### DOCUMENT EXTRACT ###
That backflip (which he's also used in other videos) is amazing. Somehow it erases the part of the blackboard he wants erased and nothing else. Incredible! I don't know how he does it. 🙂🙃🙂 The only thing slightly off in this video is that there are too many "e"s. I lost count of how many times even Michael mixed them up and said, "e to the..." when he should have been saying "e of..." or "e evaluated at...". It would have been less confusing if he had picked a different function name.
This is how I always define Euler's constant and define exponentiation by this differential equation, and then define ln by the inverse of exponential. I know that is the opposite of the way the two functions were historically discovered, but it seems more natural to get the specific value of e as the solution to this initial value problem than it does to either define ln (n) as the integral of 1/x from 1 to n or to define it by the historical definition of property of logarithm F(xy) = F(x) + F(y), but then e is sot of hard to get out of that. But a function proportional to its slope makes every sense as something to define with real world applications, and then it's pretty clear that there would be a unique such function by setting y(0) to be 1, with all other such solutions of the differential equation being a multiple of that one.
### DATA LINES ###
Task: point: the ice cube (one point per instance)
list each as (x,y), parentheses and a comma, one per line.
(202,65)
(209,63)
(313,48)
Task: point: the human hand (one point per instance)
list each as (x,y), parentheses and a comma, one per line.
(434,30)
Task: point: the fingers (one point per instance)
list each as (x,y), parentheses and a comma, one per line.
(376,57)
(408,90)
###
**WHAT THE EXERCISE ASKS**. List every way of defining ln that the forum comments above mention.

**TASK ANSWER**.
- As the inverse of the exponential
- As the integral of 1/x from 1 to n (for ln(n))
- By the historical property of logarithms, F(xy) = F(x) + F(y)